Controle gravado em: /content/drive/MyDrive/PREVISAO_DEMANDA/TRUSTED/CONTROLE_TRUSTED/trusted_tb_controle_procesamento_20250619152430


# Metadados inicial

In [9]:
def generate_metadados(dataframe, df_name: str):
    """
    Gera metadados de `dataframe` e adiciona em todas as linhas
    uma coluna 'Warehouse' com o nome do DataFrame de origem.
    """
    # 1) coleta as estatísticas originais
    column_names  = dataframe.columns
    dtypes        = [dtype for _, dtype in dataframe.dtypes]
    total_count   = dataframe.count()

▸ EXERCÍCIO PROPOSTO 1
Transcreva a listagem a partir da primeira linha e pare depois da linha que contém "83 89 L 45 62".

▸ DADOS DO EXERCÍCIO
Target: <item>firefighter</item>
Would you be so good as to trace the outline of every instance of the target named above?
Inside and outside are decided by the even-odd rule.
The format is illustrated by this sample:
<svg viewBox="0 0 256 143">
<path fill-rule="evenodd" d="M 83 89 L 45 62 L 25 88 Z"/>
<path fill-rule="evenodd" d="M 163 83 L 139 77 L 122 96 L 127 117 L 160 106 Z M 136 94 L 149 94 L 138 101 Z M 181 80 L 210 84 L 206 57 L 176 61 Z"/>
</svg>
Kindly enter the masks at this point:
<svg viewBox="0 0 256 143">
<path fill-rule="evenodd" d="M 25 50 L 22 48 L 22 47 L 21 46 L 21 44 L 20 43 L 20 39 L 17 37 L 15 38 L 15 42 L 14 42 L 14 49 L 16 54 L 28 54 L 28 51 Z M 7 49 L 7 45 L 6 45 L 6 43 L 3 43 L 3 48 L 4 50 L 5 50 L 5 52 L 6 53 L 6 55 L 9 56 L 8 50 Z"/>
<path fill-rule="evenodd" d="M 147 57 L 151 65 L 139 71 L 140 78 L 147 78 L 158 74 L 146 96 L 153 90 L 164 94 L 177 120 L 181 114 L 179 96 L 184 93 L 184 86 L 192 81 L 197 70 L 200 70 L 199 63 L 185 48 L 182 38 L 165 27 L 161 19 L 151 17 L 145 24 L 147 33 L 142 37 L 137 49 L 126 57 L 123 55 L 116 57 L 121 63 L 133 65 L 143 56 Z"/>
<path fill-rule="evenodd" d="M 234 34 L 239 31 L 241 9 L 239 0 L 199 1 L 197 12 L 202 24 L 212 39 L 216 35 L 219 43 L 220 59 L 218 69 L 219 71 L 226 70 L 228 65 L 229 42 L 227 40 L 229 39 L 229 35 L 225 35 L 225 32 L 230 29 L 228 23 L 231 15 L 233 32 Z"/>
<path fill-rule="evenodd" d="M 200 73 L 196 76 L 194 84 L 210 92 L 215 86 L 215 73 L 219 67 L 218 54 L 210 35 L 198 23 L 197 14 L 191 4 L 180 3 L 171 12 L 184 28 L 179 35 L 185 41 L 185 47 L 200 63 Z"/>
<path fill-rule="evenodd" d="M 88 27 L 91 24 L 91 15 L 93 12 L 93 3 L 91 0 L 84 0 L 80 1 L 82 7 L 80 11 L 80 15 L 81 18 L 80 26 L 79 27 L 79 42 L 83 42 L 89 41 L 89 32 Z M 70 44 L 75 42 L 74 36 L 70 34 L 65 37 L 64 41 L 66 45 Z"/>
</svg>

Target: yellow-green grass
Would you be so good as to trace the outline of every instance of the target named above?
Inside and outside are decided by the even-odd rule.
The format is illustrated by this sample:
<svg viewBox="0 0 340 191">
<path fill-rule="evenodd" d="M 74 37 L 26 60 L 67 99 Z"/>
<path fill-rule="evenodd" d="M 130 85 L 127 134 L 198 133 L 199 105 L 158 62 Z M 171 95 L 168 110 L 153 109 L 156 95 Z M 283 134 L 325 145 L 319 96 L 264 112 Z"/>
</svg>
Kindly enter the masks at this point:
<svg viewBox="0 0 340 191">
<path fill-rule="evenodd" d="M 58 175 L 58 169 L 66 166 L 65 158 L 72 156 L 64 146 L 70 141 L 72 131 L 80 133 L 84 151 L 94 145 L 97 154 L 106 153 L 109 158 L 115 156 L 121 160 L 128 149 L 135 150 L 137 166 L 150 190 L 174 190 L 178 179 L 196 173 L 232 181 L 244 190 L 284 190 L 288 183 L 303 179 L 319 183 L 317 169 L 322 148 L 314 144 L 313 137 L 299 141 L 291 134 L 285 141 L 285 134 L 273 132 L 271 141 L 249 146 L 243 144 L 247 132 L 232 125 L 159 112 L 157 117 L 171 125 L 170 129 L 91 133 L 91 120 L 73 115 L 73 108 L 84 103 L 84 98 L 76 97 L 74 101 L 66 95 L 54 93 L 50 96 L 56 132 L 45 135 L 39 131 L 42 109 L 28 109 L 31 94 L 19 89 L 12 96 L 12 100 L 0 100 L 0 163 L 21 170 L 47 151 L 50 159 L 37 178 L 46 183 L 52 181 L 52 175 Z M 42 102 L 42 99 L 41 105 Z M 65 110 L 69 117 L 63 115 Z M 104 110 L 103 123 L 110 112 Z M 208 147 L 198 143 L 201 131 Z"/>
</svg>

▸ EXERCÍCIO PROPOSTO 2
Reproduza palavra por palavra todo o trecho de origem.

▸ SOLUÇÃO DO PROBLEMA 1
Target: <item>firefighter</item>
Would you be so good as to trace the outline of every instance of the target named above?
Inside and outside are decided by the even-odd rule.
The format is illustrated by this sample:
<svg viewBox="0 0 256 143">
<path fill-rule="evenodd" d="M 83 89 L 45 62 L 25 88 Z"/>

▸ SOLUÇÃO DO PROBLEMA 2
Controle gravado em: /content/drive/MyDrive/PREVISAO_DEMANDA/TRUSTED/CONTROLE_TRUSTED/trusted_tb_controle_procesamento_20250619152430


# Metadados inicial

In [9]:
def generate_metadados(dataframe, df_name: str):
    """
    Gera metadados de `dataframe` e adiciona em todas as linhas
    uma coluna 'Warehouse' com o nome do DataFrame de origem.
    """
    # 1) coleta as estatísticas originais
    column_names  = dataframe.columns
    dtypes        = [dtype for _, dtype in dataframe.dtypes]
    total_count   = dataframe.count()